» Questions on the material:
1 – In the Pearl Sullivan award article, how many members are in the community Jarett Dewbury helped grow at WAT.ai?
2 – Pick up the Pearl Sullivan award article after its final sentence and continue it.

» Reading passage:
┌────────

SYDE and BME students named recipient and finalists of the Pearl Sullivan Emerging Global Leaders Award

Tuesday, April 21, 2026

2026 Pearl Sullivan Emerging Global Leaders Award Recipient 

Jarett Dewbury

Jarett Dewbury, BASc '26, biomedical engineering

Jarett Dewbury, the 2026 recipient of the Pearl Sullivan Emerging Global Leaders Award, has built an exceptional record of leadership, research and community building in engineering and AI. As a Biomedical Engineering student with a specialization in Medical Artificial Intelligence, he has spent his undergraduate years working to make advanced AI accessible, both in healthcare and within the student community at Waterloo.

As co-founder of WAT.ai, the University of Waterloo's AI Engineering Design Team, Jarett helped grow a community of more than 800 members, launching more than 40 collaborative projects and 10 publications. His research has taken him to MIT, Harvard Medical School and Massachusetts General Hospital, where he has worked on AI diagnostics for resource-limited clinical settings. This work earned him a first-author publication at ICLR and the 2025 Faculty of Engineering Co-op Student of the Year Award.

Jarett plans to pursue a PhD and ultimately found a company focused on AI diagnostics for underserved health systems globally. He also intends to establish an international research scholarship supporting Waterloo undergraduates who present work at conferences abroad, removing the financial barriers he himself has navigated throughout his career.

└────────

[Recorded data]
┌────────

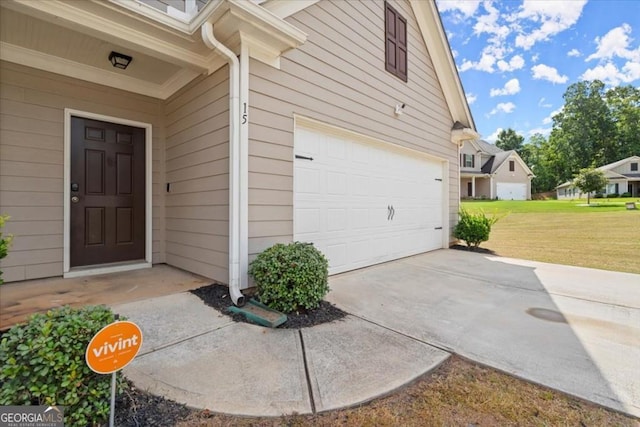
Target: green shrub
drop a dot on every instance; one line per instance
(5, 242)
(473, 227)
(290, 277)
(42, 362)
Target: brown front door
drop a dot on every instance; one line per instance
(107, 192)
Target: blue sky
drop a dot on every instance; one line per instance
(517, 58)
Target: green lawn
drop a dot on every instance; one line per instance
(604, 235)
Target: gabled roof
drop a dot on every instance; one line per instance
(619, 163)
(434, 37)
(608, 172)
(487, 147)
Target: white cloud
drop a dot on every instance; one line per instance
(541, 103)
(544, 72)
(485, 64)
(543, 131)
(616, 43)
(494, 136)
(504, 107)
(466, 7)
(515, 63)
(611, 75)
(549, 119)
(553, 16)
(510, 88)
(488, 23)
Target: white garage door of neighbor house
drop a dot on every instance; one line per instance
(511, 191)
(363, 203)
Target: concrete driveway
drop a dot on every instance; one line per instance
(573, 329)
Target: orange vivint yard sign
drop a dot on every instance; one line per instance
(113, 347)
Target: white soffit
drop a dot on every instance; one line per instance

└────────
┌────────

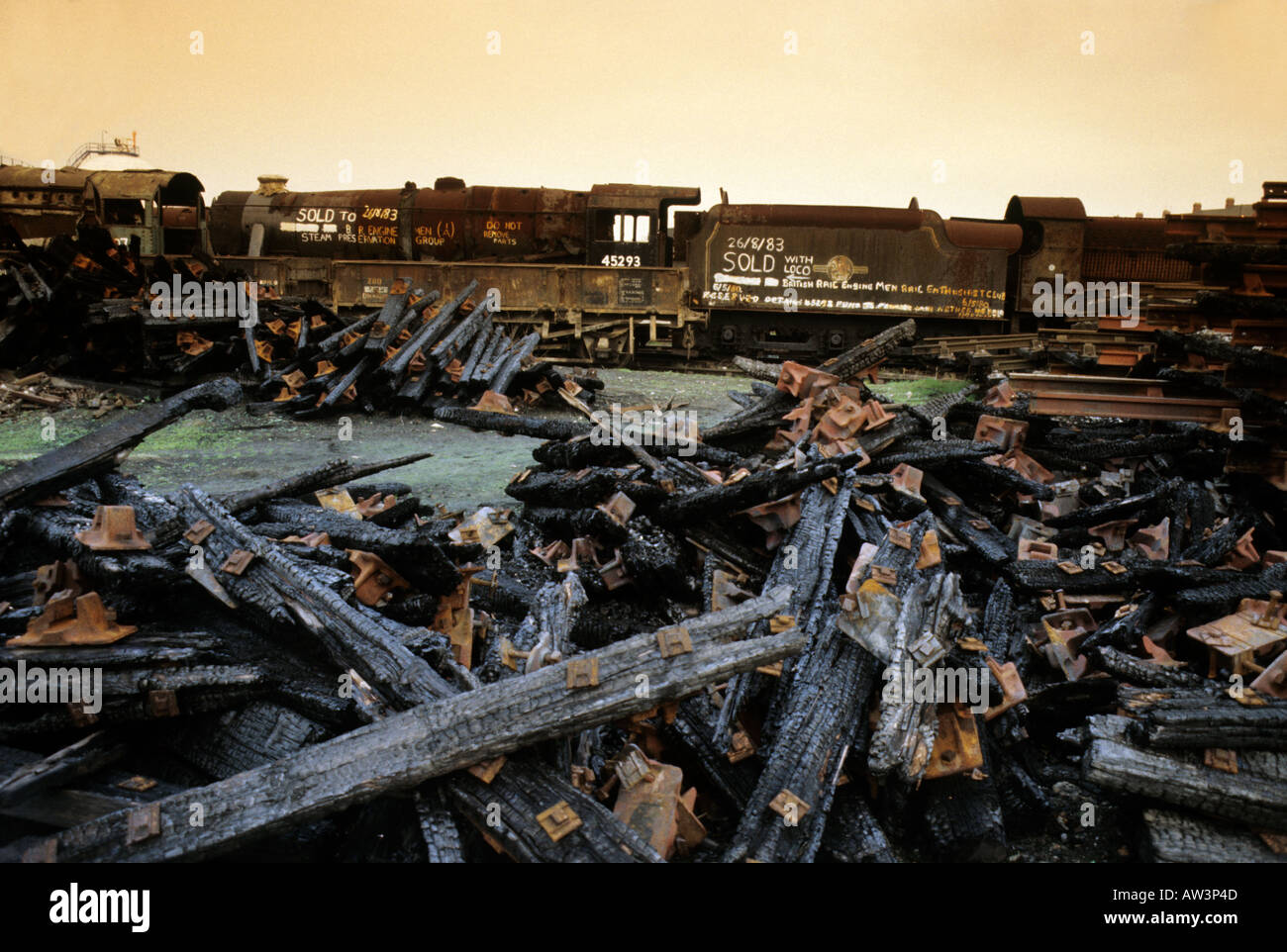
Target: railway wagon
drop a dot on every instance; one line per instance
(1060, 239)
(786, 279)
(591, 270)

└────────

» Results for the exercise:
1 – More than 800.

2 –
2026 Pearl Sullivan Emerging Global Leaders Award Finalists

Nevedhaa Ayyappan

Nevedhaa Ayyappan, BASc '26, systems design engineering

Nevedhaa Ayyappan is a Systems Design Engineering student whose work sits at the intersection of community building, product design, and innovation policy. She has been a longtime host at Socratica, an open collective of artists, engineers and builders, and has helped transform Waterloo's campus culture into one defined by making. Socratica brings together people working on passion projects through weekly coworking sessions, where participants share unfinished work, find collaborators, and grow into confident makers. This year, Nevedhaa co-chaired Socratica's flagship Symposium, a celebration of making that drew over 2,500 attendees from more than 100 cities worldwide. The organization now has active nodes in over 40 cities globally and has partnered with organizations like Anthropic and Shopify to bridge grassroots maker communities with institutional support.

Through her experience working with grassroots communities, global data policy orgs and rapidly-scaling startups, Nevedhaa developed a deep conviction that Canada's innovation challenges are about coordination and infrastructure, not talent. She has seen firsthand, through years of building Socratica and watching graduates leave the country, that the systems meant to support builders in Canada do not connect.

After graduating, Nevedhaa plans to continue working at the intersection of product, policy, and people, researching how Canada can build the connective infrastructure its innovation ecosystem lacks. Her longer-term goal is to establish a science and technology policy institution that ensures that the world's most capable builders can create at the highest level.

Binalpreet Kalra

Binalpreet Kalra, BASc '26, biomedical engineering

Binalpreet Kalra is a Biomedical Engineering student whose path through Waterloo has been shaped by a conviction that people do their best work when they feel empowered to create. After building a strong foundation in software and hardware through roles at UW Blueprint, Hack the North and the Living Architecture Systems Group, she turned that belief into action by co-founding PRISM Collective, Waterloo's first student-run creative-tech design team. PRISM was built on the recognition that many engineering students are also artists and storytellers, but lack spaces to bring those identities together.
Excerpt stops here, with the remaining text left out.